- Born: Ethiopian
- Occupation: Journalist
- Organization: Feteh
- Known for: Imprisoned journalist Editor for Feteh and Le’elina newspapers; Prisoner of conscience (Amnesty International);

= Temesgen Desalegn =

Ethiopian journalist

Temesgen Desalegn (ተመስገን ደሳለኝ) is an Ethiopian journalist.

== Background ==
As an editor of the independent weekly newspaper Feteh, Desalegn went to court many times and was imprisoned from 2014 to 2017 as a result of his criticism of the national government, drawing protests on his behalf from the international press freedom groups Committee to Protect Journalists and Article 19 and from Amnesty International. In its 2014 report, the U.S. Department of State also reported its concern against Temsgen's 3 years sentence by the government, emphasizing that Freedom of expression and freedom of the press are fundamental elements of a democratic society and government. The Human Rights Watch also reported his charge in August 2012 and his three years sentence in 2014.

■ Recorded information ■
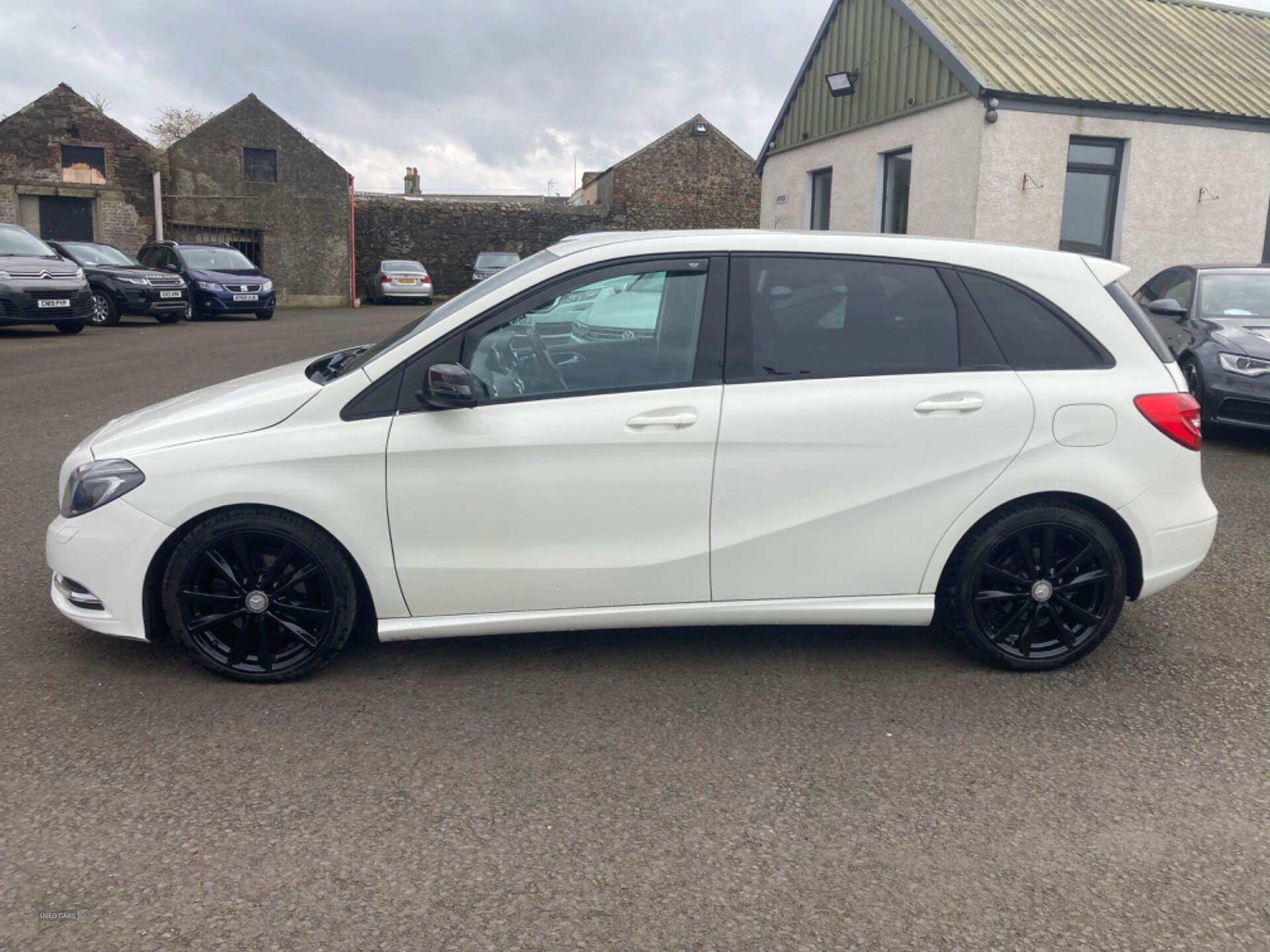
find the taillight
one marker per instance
(1176, 415)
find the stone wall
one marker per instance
(31, 143)
(447, 235)
(302, 218)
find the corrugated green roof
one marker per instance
(1155, 54)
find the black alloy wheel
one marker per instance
(105, 313)
(259, 594)
(1038, 588)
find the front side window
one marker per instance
(897, 175)
(835, 317)
(261, 164)
(633, 332)
(1090, 196)
(822, 190)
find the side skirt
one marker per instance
(869, 610)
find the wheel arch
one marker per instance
(1109, 517)
(151, 596)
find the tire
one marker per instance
(106, 313)
(1047, 612)
(238, 617)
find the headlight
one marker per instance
(1244, 366)
(95, 484)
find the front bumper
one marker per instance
(19, 303)
(106, 553)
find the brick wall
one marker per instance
(447, 235)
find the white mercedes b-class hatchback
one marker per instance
(676, 428)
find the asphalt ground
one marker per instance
(693, 789)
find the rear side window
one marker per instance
(1141, 321)
(1032, 334)
(835, 317)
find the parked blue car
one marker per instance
(222, 278)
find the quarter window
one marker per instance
(1090, 196)
(833, 317)
(822, 190)
(622, 333)
(897, 175)
(1029, 333)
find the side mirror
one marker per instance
(450, 386)
(1166, 307)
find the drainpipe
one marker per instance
(352, 244)
(158, 210)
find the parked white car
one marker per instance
(829, 429)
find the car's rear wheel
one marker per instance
(259, 594)
(105, 311)
(1037, 587)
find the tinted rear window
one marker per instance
(1032, 334)
(1141, 321)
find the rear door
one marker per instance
(865, 407)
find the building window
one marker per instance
(1090, 196)
(822, 188)
(261, 164)
(84, 164)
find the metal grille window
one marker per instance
(896, 177)
(245, 240)
(1091, 194)
(261, 164)
(822, 190)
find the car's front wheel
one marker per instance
(259, 594)
(1037, 587)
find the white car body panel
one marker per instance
(554, 514)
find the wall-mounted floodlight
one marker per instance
(842, 84)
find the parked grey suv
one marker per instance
(38, 286)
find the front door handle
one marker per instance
(679, 418)
(952, 404)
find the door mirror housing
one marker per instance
(1166, 307)
(450, 386)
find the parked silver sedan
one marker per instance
(399, 280)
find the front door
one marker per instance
(64, 219)
(582, 479)
(860, 418)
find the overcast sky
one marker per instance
(482, 95)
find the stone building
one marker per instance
(249, 178)
(70, 172)
(1137, 130)
(694, 177)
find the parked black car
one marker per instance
(38, 286)
(122, 286)
(222, 278)
(1217, 323)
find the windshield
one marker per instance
(88, 255)
(497, 259)
(432, 317)
(1235, 295)
(19, 241)
(216, 259)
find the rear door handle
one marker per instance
(958, 404)
(676, 419)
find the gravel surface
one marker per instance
(732, 789)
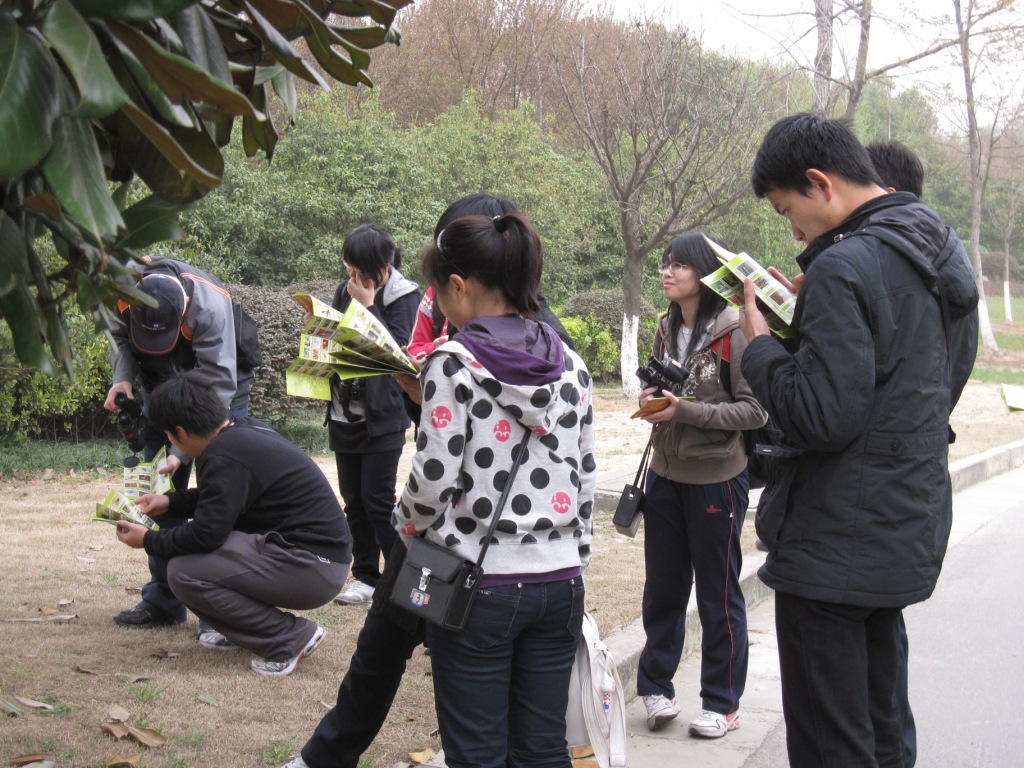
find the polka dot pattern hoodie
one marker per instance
(496, 378)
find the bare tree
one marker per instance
(673, 129)
(967, 23)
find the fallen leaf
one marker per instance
(119, 761)
(29, 759)
(33, 705)
(146, 736)
(118, 714)
(421, 757)
(161, 653)
(10, 709)
(118, 730)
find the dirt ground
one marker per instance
(209, 707)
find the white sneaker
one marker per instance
(210, 638)
(355, 594)
(280, 669)
(713, 725)
(659, 710)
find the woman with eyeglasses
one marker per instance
(696, 496)
(367, 419)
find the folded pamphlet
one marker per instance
(775, 300)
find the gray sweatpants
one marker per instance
(238, 590)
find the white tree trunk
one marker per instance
(628, 357)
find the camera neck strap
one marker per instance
(520, 453)
(641, 479)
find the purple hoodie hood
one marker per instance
(515, 350)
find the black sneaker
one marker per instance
(141, 617)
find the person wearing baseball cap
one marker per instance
(189, 326)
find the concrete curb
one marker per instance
(627, 643)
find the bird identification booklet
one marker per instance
(774, 299)
(350, 344)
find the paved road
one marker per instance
(966, 679)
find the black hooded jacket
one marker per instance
(862, 515)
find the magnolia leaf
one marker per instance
(22, 312)
(32, 704)
(178, 78)
(13, 255)
(286, 17)
(39, 757)
(30, 98)
(75, 173)
(146, 736)
(118, 730)
(202, 42)
(163, 170)
(130, 10)
(118, 714)
(151, 220)
(81, 52)
(10, 709)
(278, 45)
(421, 757)
(208, 699)
(161, 653)
(284, 86)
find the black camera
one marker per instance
(130, 420)
(664, 374)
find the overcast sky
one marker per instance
(759, 29)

■ Set problem 1 ■
According to the biography of the journalist, during which years was Desalegn imprisoned?
■ Set problem 2 ■
Rewrite the listing from the line with "find the wheel arch" through the line with "(1217, 323)", replacing "parked" with "stationary" and changing nothing else.

■ Full response 1 ■
From 2014 to 2017.

■ Full response 2 ■
find the wheel arch
one marker per instance
(1109, 517)
(151, 596)
find the tire
one marker per instance
(106, 313)
(1047, 612)
(238, 617)
find the headlight
one marker per instance
(1244, 366)
(95, 484)
find the front bumper
one marker per instance
(19, 303)
(106, 553)
find the brick wall
one marker per instance
(447, 235)
find the white mercedes b-class hatchback
one marker per instance
(676, 428)
find the asphalt ground
one marker per instance
(693, 789)
find the rear side window
one marker per instance
(1141, 321)
(1032, 334)
(835, 317)
find the stationary blue car
one marker per instance
(222, 278)
find the quarter window
one marker per instance
(1090, 196)
(833, 317)
(822, 190)
(622, 333)
(897, 175)
(1029, 333)
find the side mirror
one marker per instance
(450, 386)
(1166, 307)
find the drainpipe
one marker per instance
(352, 244)
(158, 210)
find the stationary white car
one marker per instance
(829, 429)
find the car's rear wheel
one marker per instance
(259, 594)
(105, 311)
(1037, 587)
find the tinted rear window
one marker per instance
(1032, 334)
(1141, 321)
find the rear door
one marker per instance
(865, 407)
find the building window
one marker per instance
(1090, 196)
(822, 188)
(261, 164)
(84, 164)
find the metal grille window
one marker per instance
(896, 177)
(245, 240)
(1091, 194)
(261, 164)
(822, 190)
find the car's front wheel
one marker per instance
(259, 594)
(1037, 587)
find the white car body panel
one marker per instance
(554, 514)
find the wall-mounted floodlight
one marker per instance
(842, 84)
find the stationary grey suv
one marker per instance
(38, 286)
find the front door handle
one marker per instance
(679, 418)
(952, 404)
find the door mirror housing
one marker per instance
(1166, 307)
(450, 386)
find the stationary silver sedan
one marker per instance
(399, 280)
find the front door
one marker per instance
(64, 219)
(582, 479)
(860, 418)
find the overcast sky
one marker per instance
(482, 95)
find the stone building
one marker per instance
(249, 178)
(70, 172)
(1137, 130)
(694, 177)
find the stationary black car
one marker per instance
(38, 286)
(122, 286)
(222, 278)
(1217, 323)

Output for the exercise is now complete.